# [Task]
Do these statements agree with the review of Ivanov? (a) Chekhov wrote Ivanov in under two weeks. (b) Chekhov considered the play a success. (c) The production uses a new translation by Michael Frayn. For each, answer yes or no and quote the deciding words of the review.

Ivanov: High Praise for a Lowering Play

The Daily Telegraph, 18 September 2008
By Charles Spencer

Chekhov wrote Ivanov in less than a fortnight at the age of 27, rewrote it a year later, and believed it to be a failure even though it enjoyed public success.

Posterity has taken a similar view, regarding it as the runt in the litter compared with the four great plays of Chekhov's maturity. Even Michael Frayn, who has probably forgotten more about Chekhov than most people will ever know, has described the play as "possibly the most lowering thing Chekhov ever wrote".

It doesn't feel like that however in Michael Grandage's magnificent new production which opens the Donmar Warehouse's eagerly awaited, year-long season at the beautifully refurbished Wyndham's Theatre in the West End.

The play's central character, Ivanov, is a Hamlet of provincial Russia, once an idealistic and energetic young man but now the victim of a despondency and self-loathing that would be diagnosed these days as clinical depression.

Despite owning 3,000 acres, he's broke; he's fallen out of love with his devoted Jewish wife who is dying of TB; and he has embarked on an affair with a much younger woman and despises himself for doing so. You can see why Frayn described the piece as lowering.

Yet on stage the play seethes with vitality, caught in Tom Stoppard's new translation which is blessed with a combination of sharp wit and sympathetic humanity.

Compared with Chekhov's later plays the writing is sometimes crude. There is more than a touch of melodrama about the dramatic curtain lines, a vaudevillian quality to the comedy that includes one of the funniest portrayals of an all-male booze-up I've seen on stage.

And the play demonstrates the truth that all depressives know in their heart: life may be unbearable to the sufferer, but it is made even worse by the realisation that everyone else seems to be getting through it with enviable ease.

Kenneth Branagh is in magnificent form as Ivanov, combining the heartache of a down-at-heel Hamlet with the vituperative, self-lacerating rage of Osborne's Jimmy Porter. His cruelty, his weariness and his self-disgust are all unsparingly caught and yet Branagh also suggests the blighted beauty in the character that makes two women love him.

Grandage's production, with atmospheric designs by Christopher Oram and a terrific score by Adam Cork offers a feast of superb supporting performances.

Malcolm Sinclair is in his element as a deeply misanthropic old aristocrat without a kind word for anyone, least of all himself, as he cynically resolves to marry for money. Tom Hiddleston exudes a priggish self-righteousness as the doctor who likes nothing better than telling Ivanov just how badly he is behaving; Kevin R. McNally makes a superbly engaging and kind-hearted old soak, and Gina McKee and Andrea Riseborough are both deeply poignant as the unhappy women in Ivanov's life.

With first Six Characters in Search of an Author and now this outstanding Ivanov opening in the same week, the beleaguered West End finds itself blessed with two productions of rare distinction.

# [Dataset entries]
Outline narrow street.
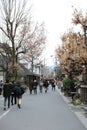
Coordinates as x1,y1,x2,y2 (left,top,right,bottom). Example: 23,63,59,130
0,88,86,130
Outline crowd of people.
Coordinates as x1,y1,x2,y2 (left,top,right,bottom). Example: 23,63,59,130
0,79,56,110
2,79,25,110
29,79,57,94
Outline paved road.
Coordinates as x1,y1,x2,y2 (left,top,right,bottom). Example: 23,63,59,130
0,89,86,130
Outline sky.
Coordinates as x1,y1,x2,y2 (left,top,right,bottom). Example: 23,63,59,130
30,0,87,66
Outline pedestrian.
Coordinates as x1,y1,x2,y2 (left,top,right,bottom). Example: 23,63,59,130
32,80,38,94
11,81,17,105
0,80,3,95
39,79,43,93
3,79,12,110
14,82,25,109
44,80,49,93
51,80,56,91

# [Solution to this problem]
(a) Yes: "Chekhov wrote Ivanov in less than a fortnight at the age of 27"
(b) No: "believed it to be a failure even though it enjoyed public success"
(c) No: "caught in Tom Stoppard's new translation"